--- REQUIREMENT ---
Where a line of the records holds the string "hand", copy that line.

[Source data]
=== Begin Enclosure ===
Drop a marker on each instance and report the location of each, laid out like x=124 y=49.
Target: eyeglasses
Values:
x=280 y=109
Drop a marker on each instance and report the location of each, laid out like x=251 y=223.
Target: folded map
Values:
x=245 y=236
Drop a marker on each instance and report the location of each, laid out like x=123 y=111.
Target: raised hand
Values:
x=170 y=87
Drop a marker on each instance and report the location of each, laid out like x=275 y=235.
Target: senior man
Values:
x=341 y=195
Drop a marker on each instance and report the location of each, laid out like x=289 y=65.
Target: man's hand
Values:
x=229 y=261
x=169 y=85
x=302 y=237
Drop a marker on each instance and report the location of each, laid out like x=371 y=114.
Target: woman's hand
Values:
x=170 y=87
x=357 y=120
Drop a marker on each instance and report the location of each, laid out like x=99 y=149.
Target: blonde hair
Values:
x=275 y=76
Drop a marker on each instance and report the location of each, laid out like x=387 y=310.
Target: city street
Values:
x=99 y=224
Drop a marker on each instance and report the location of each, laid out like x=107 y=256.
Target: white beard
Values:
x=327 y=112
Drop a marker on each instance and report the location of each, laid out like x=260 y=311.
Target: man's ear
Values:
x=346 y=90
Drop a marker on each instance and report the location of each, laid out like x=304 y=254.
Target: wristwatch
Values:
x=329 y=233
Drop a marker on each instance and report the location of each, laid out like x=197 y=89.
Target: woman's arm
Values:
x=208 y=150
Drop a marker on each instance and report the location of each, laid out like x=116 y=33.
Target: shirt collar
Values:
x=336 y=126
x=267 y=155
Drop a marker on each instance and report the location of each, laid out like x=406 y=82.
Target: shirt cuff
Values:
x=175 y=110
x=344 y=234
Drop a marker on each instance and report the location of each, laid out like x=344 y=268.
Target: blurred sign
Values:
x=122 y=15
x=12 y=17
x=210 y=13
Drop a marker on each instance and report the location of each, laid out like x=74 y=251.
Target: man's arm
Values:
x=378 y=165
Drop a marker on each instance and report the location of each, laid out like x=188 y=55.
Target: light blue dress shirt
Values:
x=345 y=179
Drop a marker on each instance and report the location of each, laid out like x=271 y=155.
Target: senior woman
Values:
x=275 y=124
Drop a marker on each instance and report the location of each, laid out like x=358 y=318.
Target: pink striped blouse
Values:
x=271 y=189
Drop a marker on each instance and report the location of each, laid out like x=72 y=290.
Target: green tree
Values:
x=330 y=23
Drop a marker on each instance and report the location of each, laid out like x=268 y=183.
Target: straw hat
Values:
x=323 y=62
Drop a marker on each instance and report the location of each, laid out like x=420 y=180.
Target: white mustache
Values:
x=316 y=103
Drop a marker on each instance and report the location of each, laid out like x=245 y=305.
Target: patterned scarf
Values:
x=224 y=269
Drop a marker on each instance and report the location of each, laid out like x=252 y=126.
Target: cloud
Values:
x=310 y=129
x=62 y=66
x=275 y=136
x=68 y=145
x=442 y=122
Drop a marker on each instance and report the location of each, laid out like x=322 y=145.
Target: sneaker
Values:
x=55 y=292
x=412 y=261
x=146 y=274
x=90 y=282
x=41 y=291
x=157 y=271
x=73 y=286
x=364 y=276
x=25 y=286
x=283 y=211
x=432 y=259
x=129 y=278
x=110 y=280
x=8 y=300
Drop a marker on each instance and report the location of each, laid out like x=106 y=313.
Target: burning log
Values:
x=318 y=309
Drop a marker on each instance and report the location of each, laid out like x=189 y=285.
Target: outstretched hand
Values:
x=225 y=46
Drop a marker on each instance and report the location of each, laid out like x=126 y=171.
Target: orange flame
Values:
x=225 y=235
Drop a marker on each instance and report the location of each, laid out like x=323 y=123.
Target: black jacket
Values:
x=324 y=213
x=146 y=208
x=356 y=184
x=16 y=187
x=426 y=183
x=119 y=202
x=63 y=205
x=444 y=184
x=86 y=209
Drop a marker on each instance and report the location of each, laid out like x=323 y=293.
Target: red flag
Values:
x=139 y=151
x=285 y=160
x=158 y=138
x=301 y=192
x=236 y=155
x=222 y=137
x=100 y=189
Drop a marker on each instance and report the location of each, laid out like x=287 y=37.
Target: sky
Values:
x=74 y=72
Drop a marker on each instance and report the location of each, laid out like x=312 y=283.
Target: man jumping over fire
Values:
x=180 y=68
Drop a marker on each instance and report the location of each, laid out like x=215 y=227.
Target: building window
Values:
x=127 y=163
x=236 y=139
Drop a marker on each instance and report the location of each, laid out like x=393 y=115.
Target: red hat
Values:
=== End Enclosure ===
--- ANSWER BELOW ---
Target: raised hand
Target: man's hand
Target: woman's hand
Target: outstretched hand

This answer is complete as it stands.